◆ **Directions**
Transcribe each of the following items verbatim, leaving out the pictures.

◆ **Raw data**
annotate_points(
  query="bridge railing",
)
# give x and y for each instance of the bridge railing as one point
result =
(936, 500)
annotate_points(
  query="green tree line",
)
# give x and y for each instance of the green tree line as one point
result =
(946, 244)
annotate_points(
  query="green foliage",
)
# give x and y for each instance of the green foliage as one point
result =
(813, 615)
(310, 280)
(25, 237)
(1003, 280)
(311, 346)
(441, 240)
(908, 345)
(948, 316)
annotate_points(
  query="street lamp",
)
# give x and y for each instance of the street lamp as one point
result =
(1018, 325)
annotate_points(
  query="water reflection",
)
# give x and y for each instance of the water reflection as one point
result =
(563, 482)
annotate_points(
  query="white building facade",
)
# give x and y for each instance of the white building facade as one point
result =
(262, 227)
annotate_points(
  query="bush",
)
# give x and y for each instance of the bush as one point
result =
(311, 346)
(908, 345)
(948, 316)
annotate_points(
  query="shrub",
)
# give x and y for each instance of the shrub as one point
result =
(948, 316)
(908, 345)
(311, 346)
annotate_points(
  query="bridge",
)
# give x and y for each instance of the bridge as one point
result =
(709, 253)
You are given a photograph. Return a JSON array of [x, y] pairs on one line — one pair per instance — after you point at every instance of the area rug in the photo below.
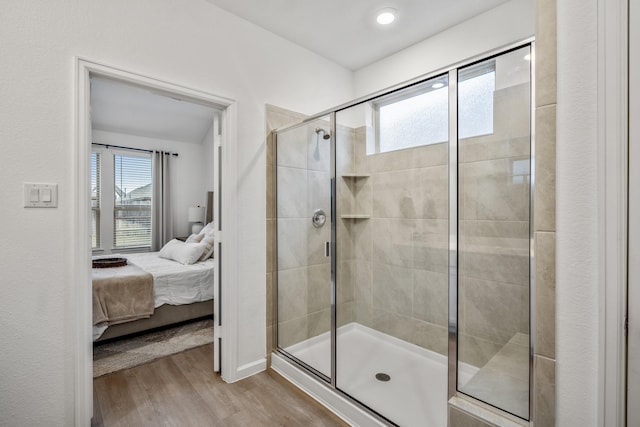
[[129, 352]]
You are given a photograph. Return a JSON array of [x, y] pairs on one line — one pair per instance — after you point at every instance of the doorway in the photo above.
[[223, 206], [633, 290]]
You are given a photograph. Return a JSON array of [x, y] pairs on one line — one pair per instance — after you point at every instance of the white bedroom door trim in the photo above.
[[613, 155], [80, 291], [633, 293]]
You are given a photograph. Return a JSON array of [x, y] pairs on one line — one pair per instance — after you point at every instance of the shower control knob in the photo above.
[[319, 218]]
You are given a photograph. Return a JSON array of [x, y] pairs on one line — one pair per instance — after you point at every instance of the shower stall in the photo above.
[[403, 245]]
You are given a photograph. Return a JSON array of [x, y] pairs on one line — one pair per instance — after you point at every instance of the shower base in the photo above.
[[416, 391]]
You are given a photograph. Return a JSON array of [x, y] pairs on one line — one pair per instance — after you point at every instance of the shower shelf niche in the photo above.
[[355, 181], [355, 216], [355, 175]]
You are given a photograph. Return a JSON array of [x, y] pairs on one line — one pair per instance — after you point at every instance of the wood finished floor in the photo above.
[[181, 390]]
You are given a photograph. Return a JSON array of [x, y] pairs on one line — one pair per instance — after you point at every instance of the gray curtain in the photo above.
[[161, 220]]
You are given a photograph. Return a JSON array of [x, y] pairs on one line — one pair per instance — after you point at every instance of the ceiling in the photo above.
[[345, 31], [123, 108]]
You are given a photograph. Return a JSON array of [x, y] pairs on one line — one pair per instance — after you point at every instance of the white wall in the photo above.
[[190, 43], [511, 22], [577, 193], [188, 173]]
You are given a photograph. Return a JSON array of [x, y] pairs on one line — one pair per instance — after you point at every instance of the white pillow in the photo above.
[[207, 247], [209, 228], [182, 252], [194, 238]]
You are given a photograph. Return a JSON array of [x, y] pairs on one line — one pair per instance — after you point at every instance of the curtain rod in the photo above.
[[130, 148]]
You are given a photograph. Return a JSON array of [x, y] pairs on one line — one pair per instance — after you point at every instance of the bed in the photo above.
[[167, 292]]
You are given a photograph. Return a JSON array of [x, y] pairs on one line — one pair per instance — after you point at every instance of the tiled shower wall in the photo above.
[[304, 272], [544, 230], [493, 234], [394, 253], [543, 411], [393, 234], [275, 118]]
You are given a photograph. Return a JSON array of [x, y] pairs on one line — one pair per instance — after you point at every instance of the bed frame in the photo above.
[[164, 315]]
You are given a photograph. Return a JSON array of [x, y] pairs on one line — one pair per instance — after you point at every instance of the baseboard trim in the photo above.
[[341, 406], [250, 369]]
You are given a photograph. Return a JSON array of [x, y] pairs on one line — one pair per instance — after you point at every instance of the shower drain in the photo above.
[[380, 376]]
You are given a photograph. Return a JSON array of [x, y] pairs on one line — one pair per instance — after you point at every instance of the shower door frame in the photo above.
[[452, 380]]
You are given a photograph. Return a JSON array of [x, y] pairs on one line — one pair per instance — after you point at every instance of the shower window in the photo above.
[[476, 86], [413, 118], [417, 288]]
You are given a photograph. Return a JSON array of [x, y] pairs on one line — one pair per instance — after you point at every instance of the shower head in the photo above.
[[325, 134]]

◆ **Answer to this task**
annotate_points(
  query="bridge railing",
)
# give x and y for each instance of the bridge railing as one point
result =
(936, 500)
annotate_points(
  query="green tree line",
)
# give x and y for each instance of the green tree line as one point
result =
(946, 244)
annotate_points(
  query="green foliage",
)
# give x and y for each instance of the green foliage as one point
result =
(813, 615)
(310, 280)
(25, 237)
(1003, 280)
(311, 346)
(441, 240)
(908, 345)
(948, 316)
annotate_points(
  query="street lamp",
)
# give x and y for each instance of the street lamp as one point
result =
(1018, 325)
annotate_points(
  query="water reflection",
)
# give x and y for each instance of the water reflection as one point
result =
(563, 482)
annotate_points(
  query="white building facade",
)
# give x and y for each instance of the white building facade as one point
result =
(262, 227)
annotate_points(
  query="bush",
)
# give x and y for each instance of the bush as one point
result =
(311, 346)
(908, 345)
(948, 316)
annotate_points(
  query="shrub",
)
# give x and y for each instance of the shrub as one point
result =
(948, 316)
(908, 345)
(311, 346)
annotate_points(
  query="bridge",
)
# give x and y for each instance of the bridge as one point
result =
(709, 253)
You are given a photograph. Return a JSON array of [x, y] pairs on one line — one pair per instance — after you point at every instance of the area rug in the photo below.
[[129, 352]]
You are given a photograph. Return a JSON array of [x, y] pairs on one line — one pair per instance — after you point at every instance of the doorway in the photo above.
[[223, 206], [633, 290]]
You are given a photograph. Return a JSON array of [x, y] pairs on one line — one pair per instance — after you point at every instance of the white bedroom door trim in the photo above.
[[613, 155], [80, 291], [633, 293]]
You are given a photograph. Return a JSON array of [x, y] pairs on one line — one pair per instance — after you point at every instance of the shower control knob in the photo above.
[[319, 218]]
You are given a photograph. Return a JSON array of [x, y] pairs on one line — one pair per instance — after you point at every instance of the shower stall in the photo above.
[[403, 245]]
You are given a photograph. Return a JSON array of [x, y] pairs on one line — one pair per instance — after you point at every instance of the shower base in the photo above.
[[416, 391]]
You are given a photograph. Return a JSON array of [x, y] pairs on one line — one pair per instance — after you point at every instance of the shower shelf niche in the photo above.
[[355, 181], [355, 216], [355, 175]]
You are given a photograph. Return a JSON array of [x, y] pairs on one line — one pair per instance — after you point at every instance of the wood finished floor in the photo above.
[[181, 390]]
You are given a photograph. Return a JSON array of [x, y] pairs on one line — one pair per instance — after you point at every instance of the gray curtain in the photo above.
[[161, 220]]
You are given a photograph. Return a JSON array of [x, y] pairs on one line — one pair per instance — after you point at every instance of the ceiling in the photo above.
[[345, 31], [123, 108]]
You are given a photograph. Return a JSON array of [x, y] pairs on one line — one pair per instance — after you point at every instance of the white wall in the photo above.
[[190, 43], [511, 22], [577, 193], [188, 173]]
You are given a photograph. Return a JSON array of [x, y] pairs on one line — one pair per instance — after you point at every instance of the white pillow in the photo above.
[[207, 247], [209, 228], [182, 252], [194, 238]]
You are given a photograph. Return a JSON array of [x, y] pairs on one line — one pair per instance — after you point at every instance of the curtain rod in the photo above.
[[130, 148]]
You are given a photograph. Return a JSON array of [x, y] pairs on one line — one pair per instance — after you point at every instance of the bed in the photo above.
[[167, 292]]
You are given a photograph. Return a JSON array of [x, y] pairs on one line — one pair per instance — after you point at every instance of the tiled shower wall in the photo above.
[[304, 272], [544, 230], [493, 234], [394, 253], [543, 411], [393, 234], [275, 118]]
You are given a photograph. Return a JSON array of [x, y] pairs on one line — one pair per instance — after you point at every instance of the bed frame in the photo above.
[[164, 315]]
You are given a photograph. Return a JSON array of [x, y] pairs on one line — one pair per instance — after you point at every instance of the baseboard trim in the photo above.
[[341, 406], [250, 369]]
You are given a photograph. Return a JSON array of [x, y] pairs on one line — one pair per instance — after you point at every instance of the shower drain in the photo above.
[[380, 376]]
You are given a photograph. Return a JSON array of [x, y] pairs on one line — one pair per instance — after you point at every instance of the shower door frame in the photo above.
[[452, 380]]
You are given a photograph. Return a JSON array of [x, y] pairs on one line — one pair per instance — after you point at every instance of the shower window in the photo above.
[[476, 86], [413, 118], [417, 288]]
You are given a photograph. Return a JSON array of [x, y] pairs on one line — one pair per instance — after you point at every instance of the shower head in the photo above.
[[325, 134]]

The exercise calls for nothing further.